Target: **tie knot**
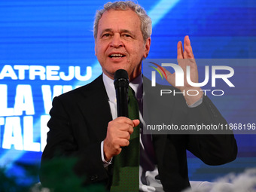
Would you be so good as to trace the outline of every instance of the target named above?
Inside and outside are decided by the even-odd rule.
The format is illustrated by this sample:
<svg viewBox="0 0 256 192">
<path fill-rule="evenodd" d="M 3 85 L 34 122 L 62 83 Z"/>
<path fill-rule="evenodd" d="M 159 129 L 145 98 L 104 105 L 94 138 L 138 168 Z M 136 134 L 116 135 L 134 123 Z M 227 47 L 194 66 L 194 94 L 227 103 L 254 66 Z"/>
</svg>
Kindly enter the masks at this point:
<svg viewBox="0 0 256 192">
<path fill-rule="evenodd" d="M 128 89 L 128 96 L 134 96 L 135 97 L 134 90 L 133 90 L 133 88 L 130 86 L 129 86 L 129 89 Z"/>
</svg>

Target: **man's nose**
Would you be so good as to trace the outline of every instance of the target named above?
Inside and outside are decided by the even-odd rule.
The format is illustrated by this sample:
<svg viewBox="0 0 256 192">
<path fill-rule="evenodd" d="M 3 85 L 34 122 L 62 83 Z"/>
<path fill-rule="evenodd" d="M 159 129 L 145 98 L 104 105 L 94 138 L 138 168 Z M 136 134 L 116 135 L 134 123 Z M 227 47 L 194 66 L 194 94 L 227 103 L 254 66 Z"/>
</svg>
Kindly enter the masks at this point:
<svg viewBox="0 0 256 192">
<path fill-rule="evenodd" d="M 114 35 L 110 45 L 114 48 L 118 48 L 123 46 L 123 41 L 119 33 L 115 33 Z"/>
</svg>

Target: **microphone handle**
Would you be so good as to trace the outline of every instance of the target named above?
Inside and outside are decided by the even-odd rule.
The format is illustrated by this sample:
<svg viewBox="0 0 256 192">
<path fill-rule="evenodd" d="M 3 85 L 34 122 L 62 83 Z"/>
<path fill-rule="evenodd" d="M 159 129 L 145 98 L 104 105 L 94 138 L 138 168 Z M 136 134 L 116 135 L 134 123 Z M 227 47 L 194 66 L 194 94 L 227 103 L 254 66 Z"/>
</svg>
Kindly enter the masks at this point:
<svg viewBox="0 0 256 192">
<path fill-rule="evenodd" d="M 125 87 L 116 88 L 117 117 L 128 117 L 128 89 Z"/>
</svg>

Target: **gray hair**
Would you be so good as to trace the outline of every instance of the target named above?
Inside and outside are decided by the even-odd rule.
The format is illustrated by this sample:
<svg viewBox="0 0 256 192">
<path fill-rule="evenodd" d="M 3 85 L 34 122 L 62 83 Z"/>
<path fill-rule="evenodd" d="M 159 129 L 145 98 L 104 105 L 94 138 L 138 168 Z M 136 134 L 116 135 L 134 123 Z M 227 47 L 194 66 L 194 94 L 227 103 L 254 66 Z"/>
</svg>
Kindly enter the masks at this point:
<svg viewBox="0 0 256 192">
<path fill-rule="evenodd" d="M 109 11 L 111 9 L 119 11 L 127 10 L 129 8 L 133 11 L 139 16 L 141 20 L 141 31 L 142 33 L 144 41 L 145 42 L 146 40 L 150 38 L 152 33 L 151 19 L 149 17 L 149 16 L 147 14 L 146 11 L 142 7 L 131 1 L 120 1 L 113 3 L 108 2 L 104 5 L 103 9 L 98 10 L 96 11 L 93 25 L 94 39 L 96 40 L 97 38 L 99 21 L 105 11 Z"/>
</svg>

__INSTRUCTION__
Retype all of the material above word for word, omitting the picture.

__RESULT OF THE EXERCISE__
Target: **tie knot**
Would you be so good as to trace the outline of every instance of the target named above?
Inside and outside are decided by the even-odd rule.
The format is illustrated by this sample:
<svg viewBox="0 0 256 192">
<path fill-rule="evenodd" d="M 3 85 L 34 122 L 62 83 Z"/>
<path fill-rule="evenodd" d="M 159 129 L 145 98 L 104 105 L 94 138 L 138 168 Z M 136 134 L 116 135 L 134 123 Z M 227 47 L 194 66 L 194 94 L 227 103 L 254 66 Z"/>
</svg>
Kindly enter the masks at this point:
<svg viewBox="0 0 256 192">
<path fill-rule="evenodd" d="M 128 89 L 128 96 L 134 96 L 135 97 L 134 90 L 133 90 L 133 88 L 130 86 L 129 86 L 129 89 Z"/>
</svg>

Target: **man's nose**
Would you be so good as to trace the outline of every instance of the target named above?
Inside and outside are decided by the even-odd rule.
The format is illustrated by this sample:
<svg viewBox="0 0 256 192">
<path fill-rule="evenodd" d="M 3 85 L 34 122 L 62 83 Z"/>
<path fill-rule="evenodd" d="M 159 129 L 145 98 L 104 105 L 94 138 L 138 168 Z M 136 134 L 116 135 L 134 123 Z M 227 47 L 194 66 L 194 94 L 227 103 L 254 66 Z"/>
</svg>
Kindly enter the masks at this point:
<svg viewBox="0 0 256 192">
<path fill-rule="evenodd" d="M 114 35 L 110 45 L 114 48 L 118 48 L 123 46 L 123 41 L 119 33 L 115 33 Z"/>
</svg>

Target: **microphone handle**
Would you be so good as to trace the outline of every instance of the target named above?
Inside and outside are decided by the even-odd rule.
The format is illustrated by this sample:
<svg viewBox="0 0 256 192">
<path fill-rule="evenodd" d="M 3 85 L 34 122 L 62 83 Z"/>
<path fill-rule="evenodd" d="M 159 129 L 145 98 L 104 105 L 94 138 L 138 168 Z M 136 134 L 116 135 L 134 123 Z M 227 47 L 194 66 L 194 94 L 227 103 L 254 66 Z"/>
</svg>
Kindly enter the masks at this point:
<svg viewBox="0 0 256 192">
<path fill-rule="evenodd" d="M 125 87 L 116 88 L 117 117 L 128 117 L 128 89 Z"/>
</svg>

Target: **gray hair**
Would you be so good as to trace the outline of every instance of the target named above?
Inside and outside are decided by the even-odd rule.
The format is illustrated by this sample:
<svg viewBox="0 0 256 192">
<path fill-rule="evenodd" d="M 3 85 L 34 122 L 62 83 Z"/>
<path fill-rule="evenodd" d="M 159 129 L 145 98 L 104 105 L 94 138 L 138 168 Z M 136 134 L 116 135 L 134 123 Z M 227 47 L 194 66 L 194 94 L 227 103 L 254 66 Z"/>
</svg>
Kindly enter the masks at this point:
<svg viewBox="0 0 256 192">
<path fill-rule="evenodd" d="M 109 11 L 111 9 L 119 11 L 127 10 L 129 8 L 133 11 L 139 16 L 141 20 L 141 31 L 142 33 L 144 41 L 145 42 L 146 40 L 150 38 L 152 33 L 151 19 L 149 17 L 149 16 L 147 14 L 146 11 L 142 7 L 131 1 L 120 1 L 113 3 L 108 2 L 104 5 L 103 9 L 98 10 L 96 11 L 93 25 L 94 39 L 96 40 L 97 38 L 99 21 L 105 11 Z"/>
</svg>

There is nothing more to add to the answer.